Exercise instructions:
Beginning with the line where "In this exercise you will tag the frozen" appears, retype every remaining line of the data below, both the first and last included.

Data provided:
☆ ☆ ☆ ☆

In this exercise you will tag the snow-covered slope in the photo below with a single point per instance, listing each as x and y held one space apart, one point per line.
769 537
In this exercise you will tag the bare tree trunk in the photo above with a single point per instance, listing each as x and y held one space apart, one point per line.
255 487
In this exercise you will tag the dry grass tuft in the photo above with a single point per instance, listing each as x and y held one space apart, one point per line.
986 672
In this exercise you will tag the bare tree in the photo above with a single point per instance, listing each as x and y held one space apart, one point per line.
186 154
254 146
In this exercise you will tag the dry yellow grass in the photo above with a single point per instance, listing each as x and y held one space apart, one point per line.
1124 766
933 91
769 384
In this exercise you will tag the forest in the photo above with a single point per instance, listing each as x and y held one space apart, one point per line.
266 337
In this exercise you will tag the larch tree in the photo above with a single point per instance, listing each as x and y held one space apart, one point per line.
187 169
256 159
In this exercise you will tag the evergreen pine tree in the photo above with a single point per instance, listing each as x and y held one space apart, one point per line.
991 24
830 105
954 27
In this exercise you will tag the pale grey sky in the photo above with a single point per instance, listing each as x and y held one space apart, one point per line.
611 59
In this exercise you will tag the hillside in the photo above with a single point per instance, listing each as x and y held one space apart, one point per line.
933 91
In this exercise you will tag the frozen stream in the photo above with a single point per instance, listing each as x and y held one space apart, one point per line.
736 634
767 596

☆ ☆ ☆ ☆

Completed task:
In this exercise you will tag the frozen stream in the photo above with a single point per instance, listing each as x and y held one space apart, one point per line.
736 634
767 596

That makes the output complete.